[Entries taken from a collection]
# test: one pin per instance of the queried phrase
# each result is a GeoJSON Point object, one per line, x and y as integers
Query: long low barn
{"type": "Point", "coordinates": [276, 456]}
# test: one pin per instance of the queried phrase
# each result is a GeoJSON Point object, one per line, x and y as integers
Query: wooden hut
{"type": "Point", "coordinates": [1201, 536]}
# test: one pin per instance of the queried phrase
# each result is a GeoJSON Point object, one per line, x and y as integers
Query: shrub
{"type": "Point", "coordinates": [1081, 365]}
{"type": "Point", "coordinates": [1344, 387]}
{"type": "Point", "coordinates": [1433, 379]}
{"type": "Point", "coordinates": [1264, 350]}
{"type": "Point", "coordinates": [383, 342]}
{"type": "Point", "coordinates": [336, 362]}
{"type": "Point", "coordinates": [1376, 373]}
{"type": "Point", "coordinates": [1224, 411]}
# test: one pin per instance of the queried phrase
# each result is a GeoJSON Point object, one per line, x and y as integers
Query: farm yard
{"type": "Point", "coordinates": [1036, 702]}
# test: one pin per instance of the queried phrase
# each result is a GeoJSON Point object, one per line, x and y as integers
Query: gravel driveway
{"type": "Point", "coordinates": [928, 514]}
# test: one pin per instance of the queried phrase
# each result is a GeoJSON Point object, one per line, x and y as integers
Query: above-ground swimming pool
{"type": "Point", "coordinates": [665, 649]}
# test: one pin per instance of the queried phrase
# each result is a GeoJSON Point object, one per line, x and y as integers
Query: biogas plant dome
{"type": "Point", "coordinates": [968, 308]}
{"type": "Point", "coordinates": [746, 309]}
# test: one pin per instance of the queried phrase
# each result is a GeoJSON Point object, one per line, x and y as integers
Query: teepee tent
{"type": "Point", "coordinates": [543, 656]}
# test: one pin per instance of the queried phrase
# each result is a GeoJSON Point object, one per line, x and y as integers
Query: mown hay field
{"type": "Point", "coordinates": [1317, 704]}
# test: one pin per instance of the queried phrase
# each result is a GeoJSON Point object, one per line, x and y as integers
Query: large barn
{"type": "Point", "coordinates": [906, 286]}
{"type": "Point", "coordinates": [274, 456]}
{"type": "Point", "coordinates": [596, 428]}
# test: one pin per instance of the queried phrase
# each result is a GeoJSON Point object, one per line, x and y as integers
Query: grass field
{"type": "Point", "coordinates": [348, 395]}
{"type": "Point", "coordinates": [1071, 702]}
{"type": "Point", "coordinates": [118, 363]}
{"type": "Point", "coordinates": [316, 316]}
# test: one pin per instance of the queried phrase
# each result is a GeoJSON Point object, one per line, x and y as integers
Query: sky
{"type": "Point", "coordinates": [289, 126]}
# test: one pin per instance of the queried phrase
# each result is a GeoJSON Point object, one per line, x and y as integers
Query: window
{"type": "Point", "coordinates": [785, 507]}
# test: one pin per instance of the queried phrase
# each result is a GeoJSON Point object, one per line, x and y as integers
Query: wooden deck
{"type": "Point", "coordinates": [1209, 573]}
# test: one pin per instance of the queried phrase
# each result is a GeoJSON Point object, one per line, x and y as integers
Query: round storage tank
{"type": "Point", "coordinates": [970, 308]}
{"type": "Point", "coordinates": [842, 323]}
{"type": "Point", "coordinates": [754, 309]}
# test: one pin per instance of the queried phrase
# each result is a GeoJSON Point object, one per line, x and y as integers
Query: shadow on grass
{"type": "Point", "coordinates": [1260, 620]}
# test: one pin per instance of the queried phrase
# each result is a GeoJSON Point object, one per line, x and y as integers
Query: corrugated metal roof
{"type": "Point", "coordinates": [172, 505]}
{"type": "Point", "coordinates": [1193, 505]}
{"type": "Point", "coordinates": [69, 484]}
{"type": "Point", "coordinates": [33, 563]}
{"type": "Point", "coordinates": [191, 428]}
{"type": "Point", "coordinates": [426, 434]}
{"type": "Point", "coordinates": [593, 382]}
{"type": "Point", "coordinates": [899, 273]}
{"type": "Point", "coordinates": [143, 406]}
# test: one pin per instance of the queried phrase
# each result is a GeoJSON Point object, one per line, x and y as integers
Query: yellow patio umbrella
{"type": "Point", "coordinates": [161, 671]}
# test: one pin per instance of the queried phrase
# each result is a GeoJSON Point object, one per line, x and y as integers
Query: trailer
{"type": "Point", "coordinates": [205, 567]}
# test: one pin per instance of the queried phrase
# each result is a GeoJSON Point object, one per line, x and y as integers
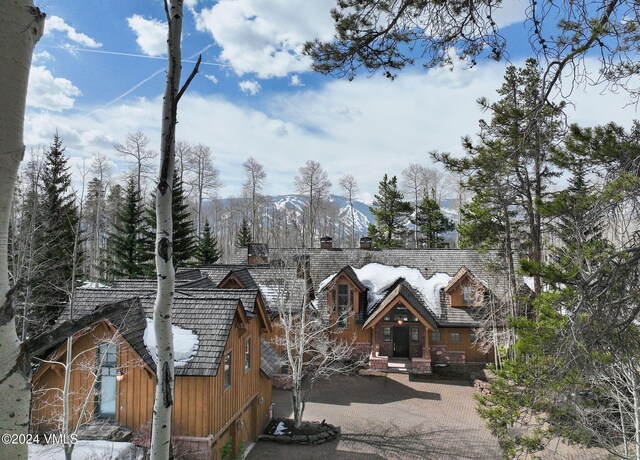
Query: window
{"type": "Point", "coordinates": [247, 354]}
{"type": "Point", "coordinates": [467, 295]}
{"type": "Point", "coordinates": [343, 305]}
{"type": "Point", "coordinates": [227, 370]}
{"type": "Point", "coordinates": [106, 356]}
{"type": "Point", "coordinates": [401, 314]}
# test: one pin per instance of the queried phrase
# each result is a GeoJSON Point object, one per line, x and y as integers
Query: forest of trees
{"type": "Point", "coordinates": [559, 203]}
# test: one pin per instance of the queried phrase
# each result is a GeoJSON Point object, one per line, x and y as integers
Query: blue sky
{"type": "Point", "coordinates": [98, 73]}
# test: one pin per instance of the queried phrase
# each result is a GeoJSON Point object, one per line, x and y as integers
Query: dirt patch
{"type": "Point", "coordinates": [284, 431]}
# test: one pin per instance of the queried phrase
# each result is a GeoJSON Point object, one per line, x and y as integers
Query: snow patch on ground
{"type": "Point", "coordinates": [378, 277]}
{"type": "Point", "coordinates": [84, 450]}
{"type": "Point", "coordinates": [528, 280]}
{"type": "Point", "coordinates": [280, 429]}
{"type": "Point", "coordinates": [185, 343]}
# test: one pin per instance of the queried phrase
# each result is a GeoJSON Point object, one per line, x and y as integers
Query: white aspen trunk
{"type": "Point", "coordinates": [21, 26]}
{"type": "Point", "coordinates": [163, 405]}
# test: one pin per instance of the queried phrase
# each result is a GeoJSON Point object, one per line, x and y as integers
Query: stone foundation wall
{"type": "Point", "coordinates": [378, 362]}
{"type": "Point", "coordinates": [440, 355]}
{"type": "Point", "coordinates": [282, 381]}
{"type": "Point", "coordinates": [421, 366]}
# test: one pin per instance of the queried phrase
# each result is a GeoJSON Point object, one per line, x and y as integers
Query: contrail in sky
{"type": "Point", "coordinates": [145, 56]}
{"type": "Point", "coordinates": [154, 74]}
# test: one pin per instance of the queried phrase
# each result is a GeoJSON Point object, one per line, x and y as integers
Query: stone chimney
{"type": "Point", "coordinates": [366, 243]}
{"type": "Point", "coordinates": [258, 254]}
{"type": "Point", "coordinates": [326, 242]}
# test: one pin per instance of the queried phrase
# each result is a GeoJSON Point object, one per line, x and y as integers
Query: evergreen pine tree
{"type": "Point", "coordinates": [207, 252]}
{"type": "Point", "coordinates": [431, 222]}
{"type": "Point", "coordinates": [58, 214]}
{"type": "Point", "coordinates": [125, 240]}
{"type": "Point", "coordinates": [243, 237]}
{"type": "Point", "coordinates": [391, 214]}
{"type": "Point", "coordinates": [184, 241]}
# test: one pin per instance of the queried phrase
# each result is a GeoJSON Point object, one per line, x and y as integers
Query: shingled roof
{"type": "Point", "coordinates": [209, 313]}
{"type": "Point", "coordinates": [325, 263]}
{"type": "Point", "coordinates": [400, 288]}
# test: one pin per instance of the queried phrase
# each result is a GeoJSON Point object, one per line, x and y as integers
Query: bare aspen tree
{"type": "Point", "coordinates": [163, 405]}
{"type": "Point", "coordinates": [255, 176]}
{"type": "Point", "coordinates": [101, 168]}
{"type": "Point", "coordinates": [21, 26]}
{"type": "Point", "coordinates": [307, 337]}
{"type": "Point", "coordinates": [183, 151]}
{"type": "Point", "coordinates": [135, 146]}
{"type": "Point", "coordinates": [414, 182]}
{"type": "Point", "coordinates": [313, 182]}
{"type": "Point", "coordinates": [349, 184]}
{"type": "Point", "coordinates": [205, 177]}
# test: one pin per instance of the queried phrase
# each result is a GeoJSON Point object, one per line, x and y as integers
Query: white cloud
{"type": "Point", "coordinates": [510, 12]}
{"type": "Point", "coordinates": [151, 35]}
{"type": "Point", "coordinates": [55, 23]}
{"type": "Point", "coordinates": [266, 36]}
{"type": "Point", "coordinates": [367, 127]}
{"type": "Point", "coordinates": [50, 93]}
{"type": "Point", "coordinates": [249, 86]}
{"type": "Point", "coordinates": [211, 78]}
{"type": "Point", "coordinates": [295, 81]}
{"type": "Point", "coordinates": [42, 56]}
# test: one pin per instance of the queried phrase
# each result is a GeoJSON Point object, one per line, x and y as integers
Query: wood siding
{"type": "Point", "coordinates": [202, 406]}
{"type": "Point", "coordinates": [354, 328]}
{"type": "Point", "coordinates": [472, 354]}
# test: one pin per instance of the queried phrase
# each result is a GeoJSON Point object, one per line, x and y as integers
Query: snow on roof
{"type": "Point", "coordinates": [378, 277]}
{"type": "Point", "coordinates": [185, 343]}
{"type": "Point", "coordinates": [93, 284]}
{"type": "Point", "coordinates": [269, 293]}
{"type": "Point", "coordinates": [326, 281]}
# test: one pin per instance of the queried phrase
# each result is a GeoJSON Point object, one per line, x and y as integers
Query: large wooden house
{"type": "Point", "coordinates": [222, 385]}
{"type": "Point", "coordinates": [419, 305]}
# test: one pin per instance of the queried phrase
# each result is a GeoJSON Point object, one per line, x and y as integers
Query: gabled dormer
{"type": "Point", "coordinates": [345, 294]}
{"type": "Point", "coordinates": [239, 278]}
{"type": "Point", "coordinates": [465, 289]}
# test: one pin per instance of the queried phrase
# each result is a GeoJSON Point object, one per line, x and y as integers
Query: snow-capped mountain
{"type": "Point", "coordinates": [362, 215]}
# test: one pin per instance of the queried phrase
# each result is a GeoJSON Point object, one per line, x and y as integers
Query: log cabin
{"type": "Point", "coordinates": [222, 396]}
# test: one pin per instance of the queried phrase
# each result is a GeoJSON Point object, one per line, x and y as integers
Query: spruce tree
{"type": "Point", "coordinates": [207, 252]}
{"type": "Point", "coordinates": [58, 214]}
{"type": "Point", "coordinates": [391, 214]}
{"type": "Point", "coordinates": [184, 241]}
{"type": "Point", "coordinates": [431, 222]}
{"type": "Point", "coordinates": [125, 240]}
{"type": "Point", "coordinates": [243, 237]}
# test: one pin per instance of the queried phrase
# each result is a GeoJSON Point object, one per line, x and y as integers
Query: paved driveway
{"type": "Point", "coordinates": [396, 417]}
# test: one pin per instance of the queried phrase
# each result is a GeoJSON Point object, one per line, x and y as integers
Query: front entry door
{"type": "Point", "coordinates": [400, 342]}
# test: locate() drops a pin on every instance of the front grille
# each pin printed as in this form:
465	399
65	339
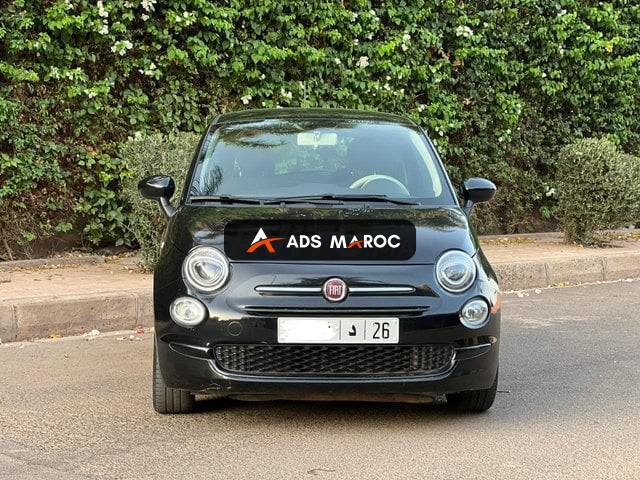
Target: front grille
329	360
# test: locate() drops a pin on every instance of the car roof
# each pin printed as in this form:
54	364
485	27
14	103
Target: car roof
244	116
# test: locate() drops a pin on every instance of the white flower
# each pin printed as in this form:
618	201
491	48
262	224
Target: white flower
363	62
121	47
463	31
147	5
101	11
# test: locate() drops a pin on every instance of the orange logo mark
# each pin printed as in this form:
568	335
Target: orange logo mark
260	240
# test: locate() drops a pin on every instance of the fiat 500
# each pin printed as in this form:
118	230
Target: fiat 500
322	254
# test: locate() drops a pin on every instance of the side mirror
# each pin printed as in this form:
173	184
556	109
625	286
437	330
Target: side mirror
476	190
159	188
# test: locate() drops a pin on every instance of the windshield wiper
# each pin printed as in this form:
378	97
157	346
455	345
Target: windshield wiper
342	198
226	199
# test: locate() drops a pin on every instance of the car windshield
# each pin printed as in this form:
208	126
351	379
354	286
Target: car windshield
318	158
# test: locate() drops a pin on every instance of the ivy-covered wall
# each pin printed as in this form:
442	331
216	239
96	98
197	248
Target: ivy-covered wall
500	86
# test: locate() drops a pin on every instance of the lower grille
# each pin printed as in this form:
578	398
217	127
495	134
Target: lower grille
328	360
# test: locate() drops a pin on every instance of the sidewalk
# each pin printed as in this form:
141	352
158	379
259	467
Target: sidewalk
67	298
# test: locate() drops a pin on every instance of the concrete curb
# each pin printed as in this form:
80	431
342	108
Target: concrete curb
74	314
43	262
27	319
525	275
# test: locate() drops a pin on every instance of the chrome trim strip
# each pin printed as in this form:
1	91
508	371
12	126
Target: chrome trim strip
381	289
292	290
356	290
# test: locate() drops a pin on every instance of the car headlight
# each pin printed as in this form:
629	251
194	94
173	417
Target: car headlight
455	271
206	269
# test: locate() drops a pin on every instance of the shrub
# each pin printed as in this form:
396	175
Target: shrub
501	86
598	188
153	155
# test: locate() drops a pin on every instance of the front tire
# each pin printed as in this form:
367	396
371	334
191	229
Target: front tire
474	401
167	399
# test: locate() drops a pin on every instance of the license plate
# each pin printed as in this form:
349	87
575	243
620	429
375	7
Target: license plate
337	330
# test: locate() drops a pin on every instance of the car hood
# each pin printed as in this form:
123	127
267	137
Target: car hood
436	229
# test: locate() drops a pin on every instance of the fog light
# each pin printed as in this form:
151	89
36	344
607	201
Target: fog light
187	311
475	313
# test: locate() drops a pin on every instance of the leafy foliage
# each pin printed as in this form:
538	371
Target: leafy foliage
153	155
501	86
598	188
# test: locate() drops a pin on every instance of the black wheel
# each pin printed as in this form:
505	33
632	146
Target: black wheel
166	399
474	401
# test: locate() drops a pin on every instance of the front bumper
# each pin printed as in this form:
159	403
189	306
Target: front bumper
191	363
240	315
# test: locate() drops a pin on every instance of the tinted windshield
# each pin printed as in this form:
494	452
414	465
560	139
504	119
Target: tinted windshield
285	158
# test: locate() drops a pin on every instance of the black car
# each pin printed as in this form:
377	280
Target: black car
322	254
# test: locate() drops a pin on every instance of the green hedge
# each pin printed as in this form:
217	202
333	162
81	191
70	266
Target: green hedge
598	189
501	86
154	155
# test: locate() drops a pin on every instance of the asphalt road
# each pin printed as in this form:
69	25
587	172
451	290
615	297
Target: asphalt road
568	407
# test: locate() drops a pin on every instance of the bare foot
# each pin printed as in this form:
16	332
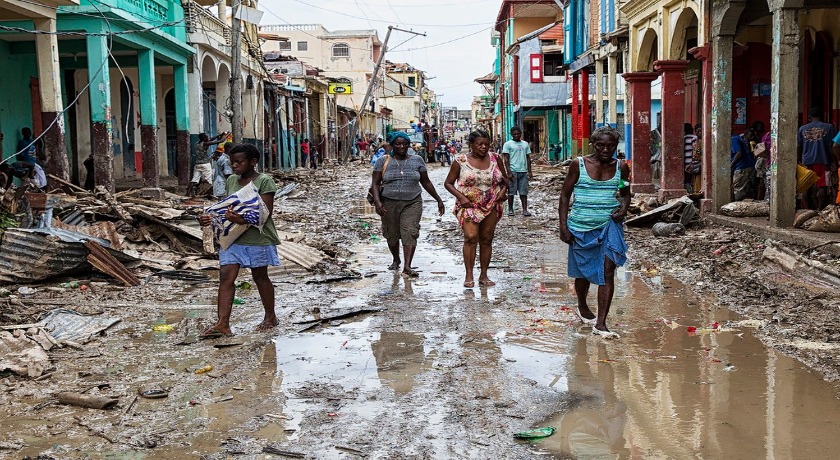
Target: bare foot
267	325
585	314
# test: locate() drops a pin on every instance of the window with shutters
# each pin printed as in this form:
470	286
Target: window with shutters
535	64
341	50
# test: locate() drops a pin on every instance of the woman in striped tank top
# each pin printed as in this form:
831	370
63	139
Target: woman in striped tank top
593	228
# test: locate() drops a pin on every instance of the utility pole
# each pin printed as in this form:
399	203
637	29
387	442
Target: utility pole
357	125
236	74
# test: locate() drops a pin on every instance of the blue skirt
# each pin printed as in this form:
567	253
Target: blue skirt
589	249
249	256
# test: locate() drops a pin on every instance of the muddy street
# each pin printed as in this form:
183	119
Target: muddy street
383	366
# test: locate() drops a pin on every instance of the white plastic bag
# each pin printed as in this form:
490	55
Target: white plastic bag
248	204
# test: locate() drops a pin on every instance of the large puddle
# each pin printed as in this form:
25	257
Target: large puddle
661	391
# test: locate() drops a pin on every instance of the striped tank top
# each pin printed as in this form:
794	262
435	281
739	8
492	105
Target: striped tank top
594	200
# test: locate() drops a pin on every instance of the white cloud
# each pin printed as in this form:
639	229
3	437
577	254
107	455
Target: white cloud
454	65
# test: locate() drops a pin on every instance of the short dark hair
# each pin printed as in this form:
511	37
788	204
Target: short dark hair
476	135
250	150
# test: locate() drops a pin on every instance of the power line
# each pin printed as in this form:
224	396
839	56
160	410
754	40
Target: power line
344	14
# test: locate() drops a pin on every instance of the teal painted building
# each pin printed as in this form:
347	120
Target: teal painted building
116	65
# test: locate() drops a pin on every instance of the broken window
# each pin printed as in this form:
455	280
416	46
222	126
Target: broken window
341	50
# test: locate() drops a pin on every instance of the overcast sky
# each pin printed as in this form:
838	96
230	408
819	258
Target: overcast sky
456	49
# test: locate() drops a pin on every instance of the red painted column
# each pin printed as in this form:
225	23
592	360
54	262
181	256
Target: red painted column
584	110
704	54
641	181
673	131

## Exercise directions
The line containing "Target: overcast sky" and every line after it, through the end of the records, should be repeated exactly and alone.

## Answer box
Target: overcast sky
456	49
# test: locate() drops a pin on every instance of the red painted column
# each pin printed as in this form:
225	23
592	360
54	262
181	256
Target: red painted column
584	110
704	54
641	181
673	131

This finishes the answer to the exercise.